Short exercise:
Reproduce verbatim the lines of the records, starting at the line that contains "If you could locate the broken" and ending at the last line of the records.

Data entries:
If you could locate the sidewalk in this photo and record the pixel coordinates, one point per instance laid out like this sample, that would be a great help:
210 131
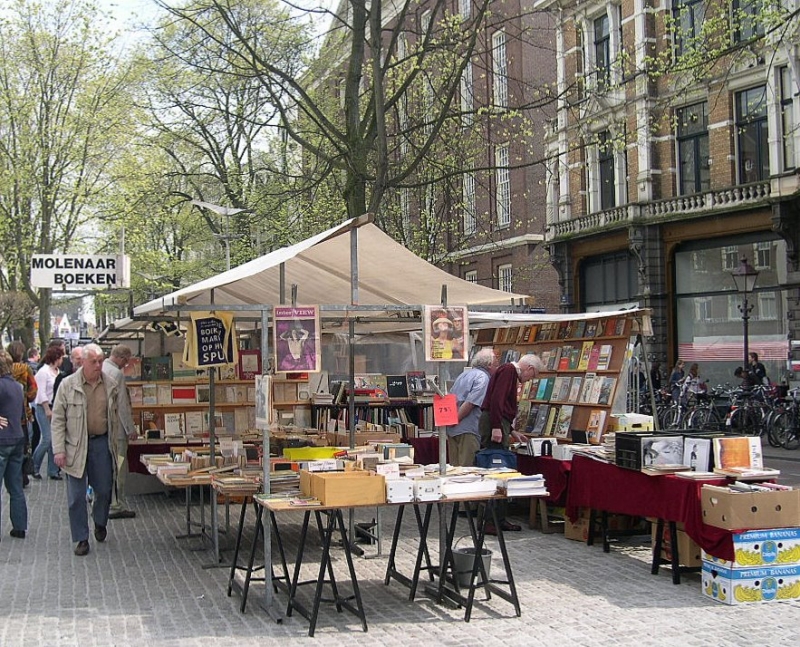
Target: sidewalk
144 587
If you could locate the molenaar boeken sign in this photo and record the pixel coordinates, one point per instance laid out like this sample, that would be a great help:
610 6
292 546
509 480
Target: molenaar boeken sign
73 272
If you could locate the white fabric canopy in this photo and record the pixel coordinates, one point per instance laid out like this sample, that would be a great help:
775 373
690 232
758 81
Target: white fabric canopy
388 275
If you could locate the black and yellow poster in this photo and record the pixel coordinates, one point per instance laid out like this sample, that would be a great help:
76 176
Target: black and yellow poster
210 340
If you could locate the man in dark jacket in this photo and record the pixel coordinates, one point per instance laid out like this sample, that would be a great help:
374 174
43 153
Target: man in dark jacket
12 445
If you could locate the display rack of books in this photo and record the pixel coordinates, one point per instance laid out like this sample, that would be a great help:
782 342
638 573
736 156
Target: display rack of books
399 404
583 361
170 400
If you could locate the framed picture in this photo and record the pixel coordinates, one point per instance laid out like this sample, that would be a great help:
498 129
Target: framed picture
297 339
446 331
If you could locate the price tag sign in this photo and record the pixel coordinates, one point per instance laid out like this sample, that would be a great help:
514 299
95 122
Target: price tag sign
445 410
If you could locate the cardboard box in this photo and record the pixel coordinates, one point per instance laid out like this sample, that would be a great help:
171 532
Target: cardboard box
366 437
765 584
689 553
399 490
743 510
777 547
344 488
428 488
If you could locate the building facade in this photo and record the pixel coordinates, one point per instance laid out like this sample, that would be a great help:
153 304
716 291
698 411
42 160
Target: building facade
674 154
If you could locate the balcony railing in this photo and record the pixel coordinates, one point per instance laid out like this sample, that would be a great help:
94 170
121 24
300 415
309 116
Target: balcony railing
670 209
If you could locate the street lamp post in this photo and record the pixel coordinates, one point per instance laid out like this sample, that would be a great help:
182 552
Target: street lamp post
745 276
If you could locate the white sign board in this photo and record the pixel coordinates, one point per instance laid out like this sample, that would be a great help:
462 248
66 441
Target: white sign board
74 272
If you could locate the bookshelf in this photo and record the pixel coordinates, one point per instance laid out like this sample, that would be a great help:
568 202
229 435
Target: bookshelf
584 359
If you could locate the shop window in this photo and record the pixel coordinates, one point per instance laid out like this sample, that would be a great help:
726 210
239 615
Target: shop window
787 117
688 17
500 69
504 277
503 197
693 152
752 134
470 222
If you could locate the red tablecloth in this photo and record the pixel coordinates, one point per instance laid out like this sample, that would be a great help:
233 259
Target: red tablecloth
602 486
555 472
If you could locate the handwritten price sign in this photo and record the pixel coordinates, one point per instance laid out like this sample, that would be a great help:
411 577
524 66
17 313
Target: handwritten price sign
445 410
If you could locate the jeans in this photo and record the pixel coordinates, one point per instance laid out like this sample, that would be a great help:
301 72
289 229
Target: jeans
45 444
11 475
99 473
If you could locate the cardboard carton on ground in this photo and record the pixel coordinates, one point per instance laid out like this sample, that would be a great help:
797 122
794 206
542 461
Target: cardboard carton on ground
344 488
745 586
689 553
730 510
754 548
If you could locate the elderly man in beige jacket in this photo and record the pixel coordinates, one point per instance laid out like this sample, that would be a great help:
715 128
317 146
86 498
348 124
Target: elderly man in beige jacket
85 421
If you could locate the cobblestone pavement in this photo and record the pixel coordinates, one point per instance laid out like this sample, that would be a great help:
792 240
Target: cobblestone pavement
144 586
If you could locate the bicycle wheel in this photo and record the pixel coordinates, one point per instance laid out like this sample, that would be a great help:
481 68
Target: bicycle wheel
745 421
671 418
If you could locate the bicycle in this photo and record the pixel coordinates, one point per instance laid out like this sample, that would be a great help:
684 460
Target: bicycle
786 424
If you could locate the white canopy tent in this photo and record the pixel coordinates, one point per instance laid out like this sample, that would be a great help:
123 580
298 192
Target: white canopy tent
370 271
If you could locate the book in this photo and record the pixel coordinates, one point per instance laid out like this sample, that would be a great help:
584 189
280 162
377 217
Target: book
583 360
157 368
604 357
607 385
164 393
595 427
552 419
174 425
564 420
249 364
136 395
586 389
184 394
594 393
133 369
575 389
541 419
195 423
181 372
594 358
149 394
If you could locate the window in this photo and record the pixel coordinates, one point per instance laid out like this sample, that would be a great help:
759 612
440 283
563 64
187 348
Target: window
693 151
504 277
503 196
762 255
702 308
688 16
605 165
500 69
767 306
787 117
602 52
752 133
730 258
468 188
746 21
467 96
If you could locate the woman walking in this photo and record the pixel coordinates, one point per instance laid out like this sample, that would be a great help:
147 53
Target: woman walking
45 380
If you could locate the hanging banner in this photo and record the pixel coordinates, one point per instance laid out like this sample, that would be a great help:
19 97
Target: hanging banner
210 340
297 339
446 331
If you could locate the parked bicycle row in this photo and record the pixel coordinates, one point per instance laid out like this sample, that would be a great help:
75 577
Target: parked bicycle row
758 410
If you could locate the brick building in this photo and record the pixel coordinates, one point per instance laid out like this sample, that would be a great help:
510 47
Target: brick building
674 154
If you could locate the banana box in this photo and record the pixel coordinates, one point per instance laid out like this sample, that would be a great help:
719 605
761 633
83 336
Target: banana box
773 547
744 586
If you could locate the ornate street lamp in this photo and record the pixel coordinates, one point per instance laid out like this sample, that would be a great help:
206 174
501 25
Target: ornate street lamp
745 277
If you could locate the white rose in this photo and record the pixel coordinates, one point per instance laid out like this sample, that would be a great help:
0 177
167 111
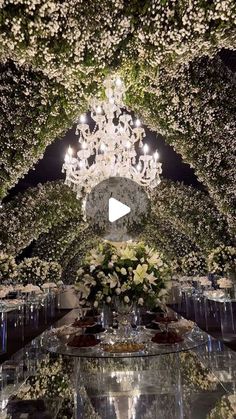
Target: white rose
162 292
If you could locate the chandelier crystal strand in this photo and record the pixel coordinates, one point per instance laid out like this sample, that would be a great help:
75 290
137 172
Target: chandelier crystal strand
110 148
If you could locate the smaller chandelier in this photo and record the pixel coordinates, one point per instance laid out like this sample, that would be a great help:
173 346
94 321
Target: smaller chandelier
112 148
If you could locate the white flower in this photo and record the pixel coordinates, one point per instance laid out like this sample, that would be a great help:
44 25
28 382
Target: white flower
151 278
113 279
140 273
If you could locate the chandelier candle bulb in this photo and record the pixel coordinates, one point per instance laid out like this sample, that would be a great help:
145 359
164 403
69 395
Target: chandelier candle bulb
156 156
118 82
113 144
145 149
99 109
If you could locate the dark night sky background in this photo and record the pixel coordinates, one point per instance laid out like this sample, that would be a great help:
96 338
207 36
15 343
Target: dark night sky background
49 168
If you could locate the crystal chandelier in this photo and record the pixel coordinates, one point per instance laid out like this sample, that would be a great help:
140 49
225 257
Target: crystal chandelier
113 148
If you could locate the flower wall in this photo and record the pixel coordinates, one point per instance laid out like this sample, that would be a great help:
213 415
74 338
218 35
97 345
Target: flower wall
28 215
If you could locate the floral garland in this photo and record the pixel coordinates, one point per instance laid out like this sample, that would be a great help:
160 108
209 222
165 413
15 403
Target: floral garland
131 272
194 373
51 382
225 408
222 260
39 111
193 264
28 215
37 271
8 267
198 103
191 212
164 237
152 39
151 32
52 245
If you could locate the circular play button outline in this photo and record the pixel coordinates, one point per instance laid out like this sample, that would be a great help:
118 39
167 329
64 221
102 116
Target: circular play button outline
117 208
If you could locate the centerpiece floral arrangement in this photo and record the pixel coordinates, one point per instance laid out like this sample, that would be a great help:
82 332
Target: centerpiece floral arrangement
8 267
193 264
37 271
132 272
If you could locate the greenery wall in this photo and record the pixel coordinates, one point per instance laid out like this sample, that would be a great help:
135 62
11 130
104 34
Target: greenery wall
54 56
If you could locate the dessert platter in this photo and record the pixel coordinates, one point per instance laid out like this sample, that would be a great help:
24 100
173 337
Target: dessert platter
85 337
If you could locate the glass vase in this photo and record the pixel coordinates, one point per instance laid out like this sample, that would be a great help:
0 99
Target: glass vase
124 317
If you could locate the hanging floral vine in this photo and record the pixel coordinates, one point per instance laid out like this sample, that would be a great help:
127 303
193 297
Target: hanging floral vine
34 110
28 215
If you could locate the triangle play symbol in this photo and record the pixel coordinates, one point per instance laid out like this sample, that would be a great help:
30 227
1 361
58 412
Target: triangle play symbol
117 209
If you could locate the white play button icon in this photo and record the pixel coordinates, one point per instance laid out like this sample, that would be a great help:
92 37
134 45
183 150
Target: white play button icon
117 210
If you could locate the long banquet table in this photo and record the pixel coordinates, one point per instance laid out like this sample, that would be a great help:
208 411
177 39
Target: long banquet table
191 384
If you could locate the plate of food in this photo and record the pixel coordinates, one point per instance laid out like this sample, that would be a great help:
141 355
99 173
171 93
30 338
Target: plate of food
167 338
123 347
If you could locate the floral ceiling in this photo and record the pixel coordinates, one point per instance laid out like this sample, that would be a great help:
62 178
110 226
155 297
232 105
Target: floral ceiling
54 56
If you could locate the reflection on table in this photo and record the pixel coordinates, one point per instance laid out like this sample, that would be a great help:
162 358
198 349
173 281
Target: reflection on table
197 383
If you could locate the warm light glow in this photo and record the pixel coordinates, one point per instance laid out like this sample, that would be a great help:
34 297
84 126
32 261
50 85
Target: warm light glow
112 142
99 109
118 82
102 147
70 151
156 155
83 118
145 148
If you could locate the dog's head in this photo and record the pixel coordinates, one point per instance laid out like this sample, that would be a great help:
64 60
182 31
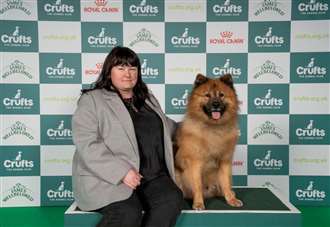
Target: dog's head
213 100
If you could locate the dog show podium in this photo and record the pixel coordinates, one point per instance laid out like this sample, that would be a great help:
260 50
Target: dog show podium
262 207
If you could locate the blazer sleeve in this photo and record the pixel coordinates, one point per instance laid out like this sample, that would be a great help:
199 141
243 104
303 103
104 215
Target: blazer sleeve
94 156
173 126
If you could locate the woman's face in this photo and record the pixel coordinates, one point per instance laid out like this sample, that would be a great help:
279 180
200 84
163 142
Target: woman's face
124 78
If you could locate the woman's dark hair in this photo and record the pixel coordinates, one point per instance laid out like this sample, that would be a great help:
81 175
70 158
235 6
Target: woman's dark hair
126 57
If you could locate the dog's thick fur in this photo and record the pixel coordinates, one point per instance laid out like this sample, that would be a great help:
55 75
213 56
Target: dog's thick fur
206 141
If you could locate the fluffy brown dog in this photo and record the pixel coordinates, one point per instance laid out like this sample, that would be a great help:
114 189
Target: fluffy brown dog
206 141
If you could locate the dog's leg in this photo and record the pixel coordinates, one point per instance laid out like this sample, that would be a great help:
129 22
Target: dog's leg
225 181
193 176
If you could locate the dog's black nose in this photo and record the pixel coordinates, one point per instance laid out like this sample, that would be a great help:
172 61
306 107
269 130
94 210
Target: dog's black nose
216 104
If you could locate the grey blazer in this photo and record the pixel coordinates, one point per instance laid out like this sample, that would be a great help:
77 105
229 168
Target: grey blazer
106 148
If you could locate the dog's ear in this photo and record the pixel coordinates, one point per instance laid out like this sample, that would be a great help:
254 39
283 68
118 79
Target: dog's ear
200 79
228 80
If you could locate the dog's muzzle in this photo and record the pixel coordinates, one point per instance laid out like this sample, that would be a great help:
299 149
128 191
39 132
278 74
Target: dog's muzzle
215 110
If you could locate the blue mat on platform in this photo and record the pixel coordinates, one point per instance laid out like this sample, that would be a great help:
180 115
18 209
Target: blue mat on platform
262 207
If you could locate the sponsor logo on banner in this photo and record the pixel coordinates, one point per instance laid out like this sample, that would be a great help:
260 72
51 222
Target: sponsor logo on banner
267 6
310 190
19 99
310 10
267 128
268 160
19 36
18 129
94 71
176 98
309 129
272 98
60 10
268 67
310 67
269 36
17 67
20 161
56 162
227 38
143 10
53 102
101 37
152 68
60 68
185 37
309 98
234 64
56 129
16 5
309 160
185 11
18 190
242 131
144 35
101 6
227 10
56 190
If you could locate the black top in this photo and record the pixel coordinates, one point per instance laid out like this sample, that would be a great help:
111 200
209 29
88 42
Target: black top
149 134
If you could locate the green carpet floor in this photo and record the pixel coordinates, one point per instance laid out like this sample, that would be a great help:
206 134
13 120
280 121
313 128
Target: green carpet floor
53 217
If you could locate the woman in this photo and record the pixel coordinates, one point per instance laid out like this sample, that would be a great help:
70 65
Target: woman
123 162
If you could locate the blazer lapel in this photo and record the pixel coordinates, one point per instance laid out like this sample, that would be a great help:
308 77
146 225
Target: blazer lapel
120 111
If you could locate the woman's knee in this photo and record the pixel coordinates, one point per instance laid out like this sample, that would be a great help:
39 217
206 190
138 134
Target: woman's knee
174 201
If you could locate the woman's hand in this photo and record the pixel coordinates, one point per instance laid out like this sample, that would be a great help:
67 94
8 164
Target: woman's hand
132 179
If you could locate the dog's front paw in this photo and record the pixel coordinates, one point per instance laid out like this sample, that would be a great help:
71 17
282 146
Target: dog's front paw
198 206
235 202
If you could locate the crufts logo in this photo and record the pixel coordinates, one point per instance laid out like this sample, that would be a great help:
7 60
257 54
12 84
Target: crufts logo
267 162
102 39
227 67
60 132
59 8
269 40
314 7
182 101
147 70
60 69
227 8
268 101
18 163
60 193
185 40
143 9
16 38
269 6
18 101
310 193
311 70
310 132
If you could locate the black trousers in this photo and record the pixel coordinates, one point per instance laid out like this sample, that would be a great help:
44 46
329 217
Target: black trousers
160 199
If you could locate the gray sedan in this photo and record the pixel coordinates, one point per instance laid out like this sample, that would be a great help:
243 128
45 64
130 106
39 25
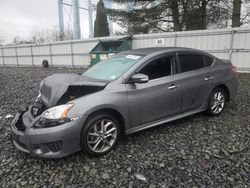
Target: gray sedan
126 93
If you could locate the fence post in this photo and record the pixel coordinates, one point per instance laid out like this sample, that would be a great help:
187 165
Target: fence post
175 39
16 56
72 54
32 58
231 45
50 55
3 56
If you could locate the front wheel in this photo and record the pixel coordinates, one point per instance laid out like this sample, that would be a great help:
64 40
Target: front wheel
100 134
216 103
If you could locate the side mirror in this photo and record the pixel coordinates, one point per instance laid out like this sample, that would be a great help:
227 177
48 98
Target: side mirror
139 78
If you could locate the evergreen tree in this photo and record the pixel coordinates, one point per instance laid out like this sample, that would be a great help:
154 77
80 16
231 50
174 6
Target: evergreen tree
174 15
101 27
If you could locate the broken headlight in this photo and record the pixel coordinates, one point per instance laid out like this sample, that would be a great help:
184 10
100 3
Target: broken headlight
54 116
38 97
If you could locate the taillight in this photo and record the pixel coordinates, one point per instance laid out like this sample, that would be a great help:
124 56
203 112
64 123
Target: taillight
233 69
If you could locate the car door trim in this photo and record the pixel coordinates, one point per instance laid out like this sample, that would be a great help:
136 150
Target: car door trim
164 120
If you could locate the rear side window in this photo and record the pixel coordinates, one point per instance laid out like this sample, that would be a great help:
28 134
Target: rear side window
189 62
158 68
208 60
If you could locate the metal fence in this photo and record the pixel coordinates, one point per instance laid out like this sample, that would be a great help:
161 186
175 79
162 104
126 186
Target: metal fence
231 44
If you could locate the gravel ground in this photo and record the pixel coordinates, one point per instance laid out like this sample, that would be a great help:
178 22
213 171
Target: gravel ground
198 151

Written response:
If you could locate the broken headlight in this photo and record the pixel coordinates, one point per instance laid out like this sample, that would be a great help:
184 10
100 3
Target: broken headlight
54 116
38 97
If you could locate the taillight in this photo and record the pixel coordinates, one point per instance laid out like this sample, that would be a great help:
124 56
203 112
64 123
Target: taillight
233 69
If you could locate the car door trim in this photo and record the pixel coordinates, one point per instance laid out like this sample, that would be a great help:
136 150
Target: car door trim
164 120
If you could locate the rear side window in this photo and record the pixel coordinates, one point per instance laid out like this sample, that would be a great help:
28 134
Target: rear side window
189 62
158 68
208 60
If you could locate the metal fence in this photo and record the pixel coordinates, one point per instance laid out like this sample, that would be a great help:
161 186
175 79
162 104
126 186
Target: metal fence
231 44
If you could locate the gravel ground in this photo and record the pixel coordinates, one point per instance laid out like this sample, that would be a great help:
178 22
213 171
Target: gravel ground
198 151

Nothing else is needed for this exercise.